(EXERCISE AIM) State how many lines of the items below contain the string "dishwasher", counting only matches with the same capitalization. Give the number alone.

■ ■ ■ ■ ■ ■ ■

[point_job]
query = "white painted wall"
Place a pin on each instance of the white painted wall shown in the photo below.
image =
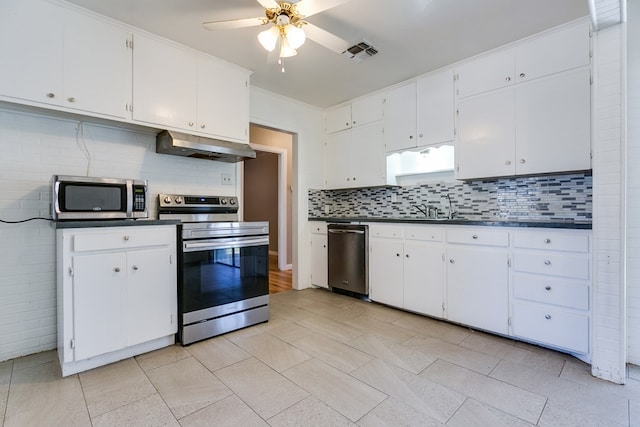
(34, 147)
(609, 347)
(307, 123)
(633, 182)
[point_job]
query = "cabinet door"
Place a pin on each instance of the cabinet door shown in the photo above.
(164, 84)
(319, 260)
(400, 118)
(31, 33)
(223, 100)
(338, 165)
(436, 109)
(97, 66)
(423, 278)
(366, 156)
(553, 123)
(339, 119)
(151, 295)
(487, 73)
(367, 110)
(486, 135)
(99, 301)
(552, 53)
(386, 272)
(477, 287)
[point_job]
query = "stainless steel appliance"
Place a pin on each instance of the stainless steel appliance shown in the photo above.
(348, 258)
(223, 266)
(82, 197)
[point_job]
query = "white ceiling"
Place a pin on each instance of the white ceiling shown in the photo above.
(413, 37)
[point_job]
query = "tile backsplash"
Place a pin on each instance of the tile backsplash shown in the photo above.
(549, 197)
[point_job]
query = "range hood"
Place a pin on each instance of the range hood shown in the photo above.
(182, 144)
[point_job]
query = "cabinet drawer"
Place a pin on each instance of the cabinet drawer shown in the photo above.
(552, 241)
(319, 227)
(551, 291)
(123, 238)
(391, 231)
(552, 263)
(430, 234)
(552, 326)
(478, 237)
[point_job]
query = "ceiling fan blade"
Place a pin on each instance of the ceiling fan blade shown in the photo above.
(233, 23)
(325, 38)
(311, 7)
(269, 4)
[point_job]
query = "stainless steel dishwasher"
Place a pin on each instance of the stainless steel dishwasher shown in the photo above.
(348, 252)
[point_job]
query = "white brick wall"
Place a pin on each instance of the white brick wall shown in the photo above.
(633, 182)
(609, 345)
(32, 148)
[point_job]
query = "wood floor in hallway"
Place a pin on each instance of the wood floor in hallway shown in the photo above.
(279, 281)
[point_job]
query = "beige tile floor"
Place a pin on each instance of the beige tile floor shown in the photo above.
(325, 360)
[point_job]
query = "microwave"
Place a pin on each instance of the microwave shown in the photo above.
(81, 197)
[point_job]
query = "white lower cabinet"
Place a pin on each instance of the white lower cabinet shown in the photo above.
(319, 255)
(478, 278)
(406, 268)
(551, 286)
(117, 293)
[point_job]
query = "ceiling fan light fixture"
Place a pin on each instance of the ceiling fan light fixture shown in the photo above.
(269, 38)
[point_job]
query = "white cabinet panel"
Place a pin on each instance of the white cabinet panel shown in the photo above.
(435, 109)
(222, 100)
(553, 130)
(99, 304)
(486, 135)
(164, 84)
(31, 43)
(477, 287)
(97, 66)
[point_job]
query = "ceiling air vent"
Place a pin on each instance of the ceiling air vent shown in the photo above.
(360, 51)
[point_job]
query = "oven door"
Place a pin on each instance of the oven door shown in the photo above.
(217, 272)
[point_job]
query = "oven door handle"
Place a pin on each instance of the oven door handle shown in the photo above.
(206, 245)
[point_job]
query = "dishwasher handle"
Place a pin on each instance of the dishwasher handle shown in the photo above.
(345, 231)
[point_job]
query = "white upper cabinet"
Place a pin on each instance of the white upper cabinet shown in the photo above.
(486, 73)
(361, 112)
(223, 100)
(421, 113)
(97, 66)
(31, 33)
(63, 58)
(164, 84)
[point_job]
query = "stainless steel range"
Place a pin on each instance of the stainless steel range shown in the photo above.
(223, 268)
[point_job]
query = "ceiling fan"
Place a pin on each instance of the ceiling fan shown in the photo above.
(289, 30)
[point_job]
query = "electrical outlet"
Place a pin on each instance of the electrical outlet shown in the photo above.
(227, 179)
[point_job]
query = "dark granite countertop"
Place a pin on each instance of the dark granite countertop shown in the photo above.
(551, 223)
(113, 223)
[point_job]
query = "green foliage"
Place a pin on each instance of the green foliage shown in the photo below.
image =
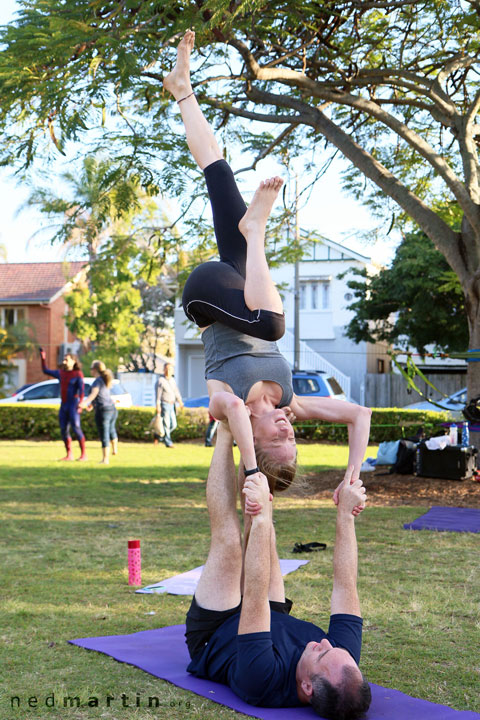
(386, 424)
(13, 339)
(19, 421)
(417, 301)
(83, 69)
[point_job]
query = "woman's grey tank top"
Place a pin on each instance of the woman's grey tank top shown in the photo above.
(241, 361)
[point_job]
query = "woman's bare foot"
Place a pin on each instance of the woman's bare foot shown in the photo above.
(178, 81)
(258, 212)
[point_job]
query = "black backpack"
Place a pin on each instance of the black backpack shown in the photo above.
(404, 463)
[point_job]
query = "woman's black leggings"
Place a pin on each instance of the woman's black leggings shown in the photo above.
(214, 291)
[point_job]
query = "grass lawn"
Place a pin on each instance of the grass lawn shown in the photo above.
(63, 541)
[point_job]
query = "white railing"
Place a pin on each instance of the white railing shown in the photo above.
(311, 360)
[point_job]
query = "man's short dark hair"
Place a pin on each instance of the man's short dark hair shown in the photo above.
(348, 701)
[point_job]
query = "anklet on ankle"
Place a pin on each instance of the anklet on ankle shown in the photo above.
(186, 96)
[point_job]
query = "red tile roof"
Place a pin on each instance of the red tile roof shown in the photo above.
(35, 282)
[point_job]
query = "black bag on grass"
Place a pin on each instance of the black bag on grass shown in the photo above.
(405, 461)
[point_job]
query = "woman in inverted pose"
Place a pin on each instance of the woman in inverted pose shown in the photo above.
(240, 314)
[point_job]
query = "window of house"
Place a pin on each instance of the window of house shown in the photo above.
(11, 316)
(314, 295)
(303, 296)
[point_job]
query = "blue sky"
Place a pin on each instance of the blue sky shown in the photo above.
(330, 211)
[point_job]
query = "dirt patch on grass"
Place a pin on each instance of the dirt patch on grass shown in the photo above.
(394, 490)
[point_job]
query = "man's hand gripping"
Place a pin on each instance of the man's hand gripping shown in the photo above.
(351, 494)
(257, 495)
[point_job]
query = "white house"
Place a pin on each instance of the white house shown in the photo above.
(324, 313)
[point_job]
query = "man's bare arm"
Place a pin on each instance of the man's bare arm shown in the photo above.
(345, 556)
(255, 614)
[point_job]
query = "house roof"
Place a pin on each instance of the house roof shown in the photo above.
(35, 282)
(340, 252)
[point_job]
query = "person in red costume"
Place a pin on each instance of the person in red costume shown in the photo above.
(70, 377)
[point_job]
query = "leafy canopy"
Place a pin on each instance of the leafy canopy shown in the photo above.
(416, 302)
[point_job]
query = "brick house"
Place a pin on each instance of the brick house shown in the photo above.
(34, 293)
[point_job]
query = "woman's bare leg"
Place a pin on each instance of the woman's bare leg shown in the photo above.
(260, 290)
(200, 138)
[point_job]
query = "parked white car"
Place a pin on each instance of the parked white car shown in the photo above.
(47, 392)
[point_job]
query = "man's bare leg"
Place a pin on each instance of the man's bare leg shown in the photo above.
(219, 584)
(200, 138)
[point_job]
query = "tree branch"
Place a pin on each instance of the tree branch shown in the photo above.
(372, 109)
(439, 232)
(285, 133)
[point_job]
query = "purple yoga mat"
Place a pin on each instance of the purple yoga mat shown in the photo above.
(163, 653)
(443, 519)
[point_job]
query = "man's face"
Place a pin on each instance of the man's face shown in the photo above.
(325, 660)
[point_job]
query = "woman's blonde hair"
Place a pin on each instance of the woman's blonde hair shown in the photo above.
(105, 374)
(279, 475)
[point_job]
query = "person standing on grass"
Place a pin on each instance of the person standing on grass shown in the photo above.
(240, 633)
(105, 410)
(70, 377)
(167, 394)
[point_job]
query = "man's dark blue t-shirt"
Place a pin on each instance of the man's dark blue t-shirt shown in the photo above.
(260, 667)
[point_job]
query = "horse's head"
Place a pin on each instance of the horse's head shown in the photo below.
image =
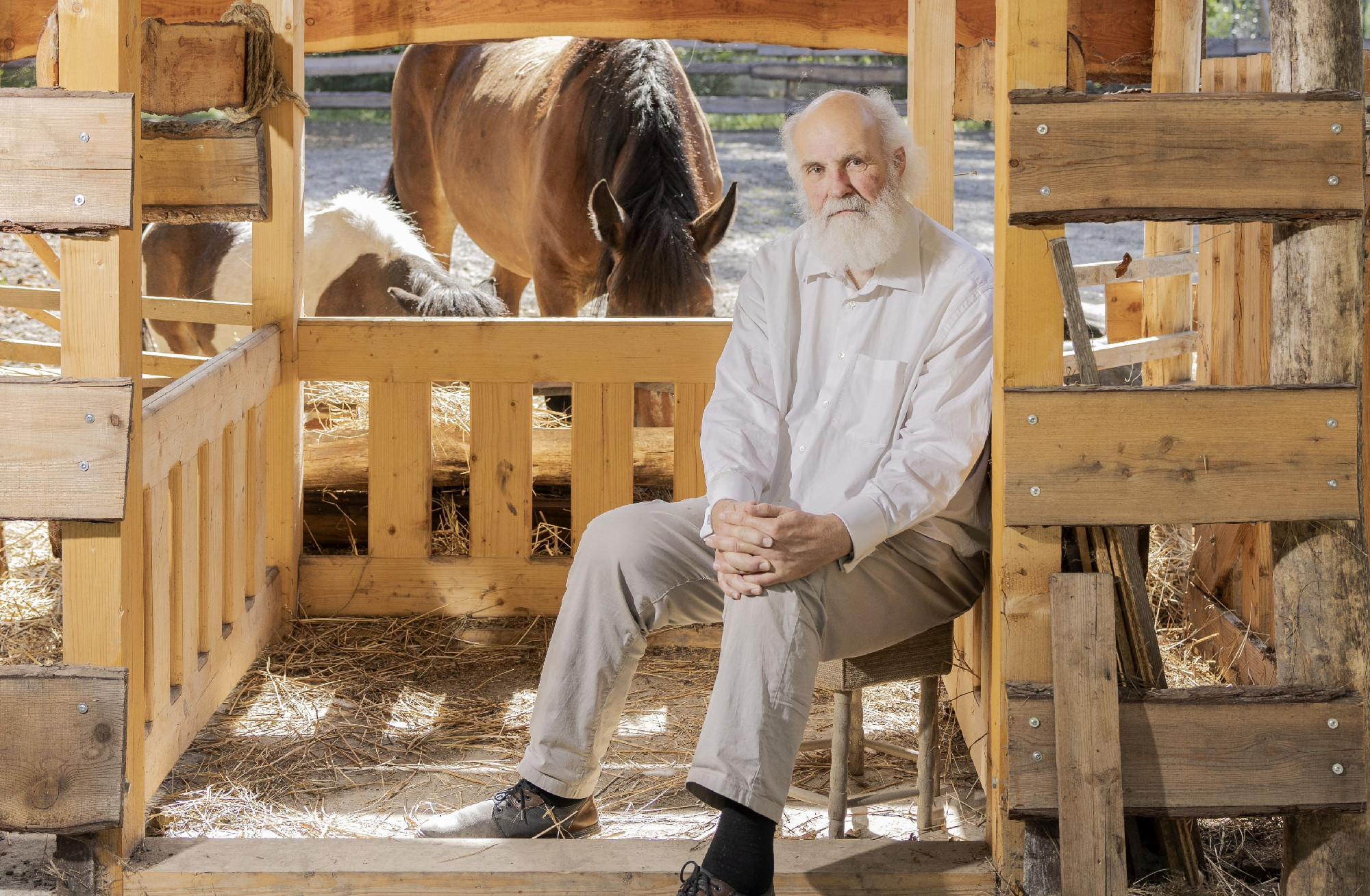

■ ■ ■ ■ ■ ■ ■

(SOLUTION TO THE PROBLEM) 4